These values allow us to limit the player's attack speed somewhat - as we are going to speed up the animation.

Before we get to that, we'll define our "Walker" Enemy_Def:

gs.enemy_definitions["Walker"] = Enemy_Def {
    collider_size = {36, 18},
    move_speed = 35,
    health = 3,
    behaviors = {.Walk, .Flip_At_Wall, .Flip_At_Edge},
    on_hit_damage = 1,
    texture = rl.LoadTexture("assets/textures/opossum_36x28.png"),
    animations = {
        "walk" = Animation {
            size = {36, 28},
            offset = {0, 10},
            start = 0,
            end = 5,
            time = 0.15,
            flags = {.Loop},
        },
    },
    initial_animation = "walk",
    hit_response = .Stop,
    hit_duration = 0.25,
}

This new texture is included in the asset files.

I put this just above where we define the player animations.

Speaking of, here's the new attack:

player_anim_attack := Animation {
    size         = {120, 80},
    offset       = {52, 42},
    start        = 0,
    end          = 3,
    row          = 3,
    time         = 0.05, // Changed
    on_finish    = player_on_finish_attack,
    timed_events = {{timer = 0.05, duration = 0.05, callback = player_attack_callback}}, // Changed
}

This gives us a much faster attack, hence why we added a cooldown to it, which we'll implement shortly.

-------

## WORK TO DO:
1. Translate this sentence from the game-programming tutorial into Spanish: "This new texture is included in the asset files."
2. Turn the lines of the storefront-window entry into a JSON list of strings with one string per line. Skip blank lines and leave the picture out.
The entries have no connection to the game-programming tutorial.

-------

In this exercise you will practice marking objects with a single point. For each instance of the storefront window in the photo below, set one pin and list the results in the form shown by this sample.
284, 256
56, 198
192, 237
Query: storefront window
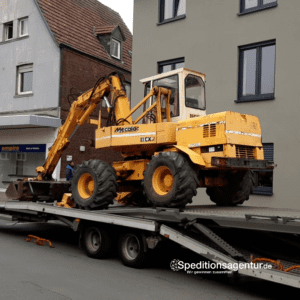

-------

## EXERCISE RESPONSES:
1. Esta nueva textura está incluida en los archivos de recursos.

2.
[
  "In this exercise you will practice marking objects with a single point. For each instance of the storefront window in the photo below, set one pin and list the results in the form shown by this sample.",
  "284, 256",
  "56, 198",
  "192, 237",
  "Query: storefront window"
]